__SHORT TASK__.
In the transistor clauses below, which clauses add a buried oxide (BOX) layer?

__GIVEN PASSAGE__.
Clause 2: The transistor of clause 1, further comprising: a buried oxide (BOX) layer on the second side of the Si layer, wherein the drain contact is formed through the BOX layer.

Clause 3: The transistor of any of clauses 1-2, wherein the source contact is on the first side of the Si layer.

Clause 4: The transistor of any of clauses 1-2, wherein the source contact is on the second side of the Si layer.

Clause 5: The transistor of clause 4, further comprising: a buried oxide (BOX) layer on the second side of the Si layer, wherein the source contact is formed through the BOX layer.

Clause 6: The transistor of any of clauses 1-5, wherein the gate is mushroom-shaped.

Clause 7: The transistor of any of clauses 1-5, wherein the gate is trapezoidal.

Clause 8: The transistor of any of clauses 1-7, wherein the transistor is incorporated into an apparatus selected from the group consisting of a music player, a video player, an entertainment unit, a navigation device, a communications device, a mobile device, a mobile phone, a smartphone, a personal digital assistant, a fixed location terminal, a tablet computer, a computer, a wearable device, an Internet of things (IoT) device, a laptop computer, a server, and a device in an automotive vehicle.

Clause 9: A transistor, comprising: a silicon (Si) layer comprising a source region, a drain region, and a channel region therebetween; a gate oxide on the channel region on a first side of the Si layer; a gate on the gate oxide; a source contact electrically coupled with the source region; and a drain contact on a second side of the Si layer opposite the first side of the Si layer, the drain contact being electrically coupled with the drain region, wherein a center of the gate is closer to the source region than to the drain region.

Clause 10: The transistor of clause 9, wherein the gate oxide and the gate overlap at least a portion of the source region.

Clause 11: The transistor of clause 10, wherein the portion of the source region overlapped by the gate oxide and the gate is greater than a portion of the drain region overlapped by the gate oxide and the gate.

Clause 12: The transistor of any of clauses 9-11, further comprising: a buried oxide (BOX) layer on the second side of the Si layer, wherein the drain contact is formed through the BOX layer.

__DATASET__.
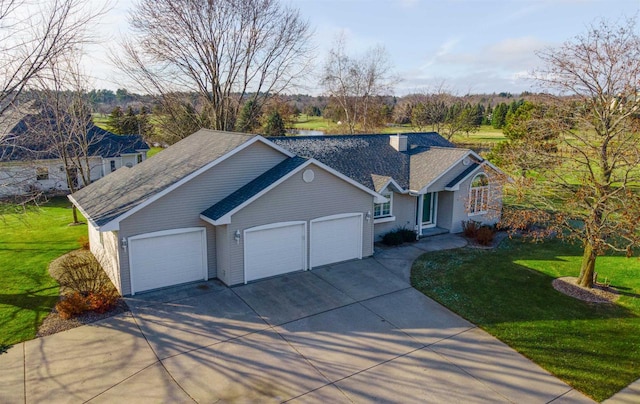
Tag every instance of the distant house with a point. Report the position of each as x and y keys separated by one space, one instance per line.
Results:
x=30 y=160
x=243 y=207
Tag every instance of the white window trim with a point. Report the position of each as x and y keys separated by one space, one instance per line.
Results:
x=481 y=190
x=377 y=219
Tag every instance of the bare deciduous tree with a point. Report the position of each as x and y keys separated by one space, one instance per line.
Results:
x=32 y=34
x=227 y=51
x=356 y=83
x=592 y=194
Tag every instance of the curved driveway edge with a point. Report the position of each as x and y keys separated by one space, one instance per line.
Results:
x=351 y=332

__ANSWER TO THIS TASK__.
Clause 2, Clause 5, Clause 12